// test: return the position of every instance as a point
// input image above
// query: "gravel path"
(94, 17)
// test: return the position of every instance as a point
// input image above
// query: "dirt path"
----
EXERCISE DESCRIPTION:
Transcribe the material above in full, keeping each word unchanged.

EXERCISE OUTPUT:
// test: return the position of every instance as a point
// input image above
// query: "gravel path"
(94, 17)
// test: return the position of every instance as a point
// input image above
// query: "dirt path"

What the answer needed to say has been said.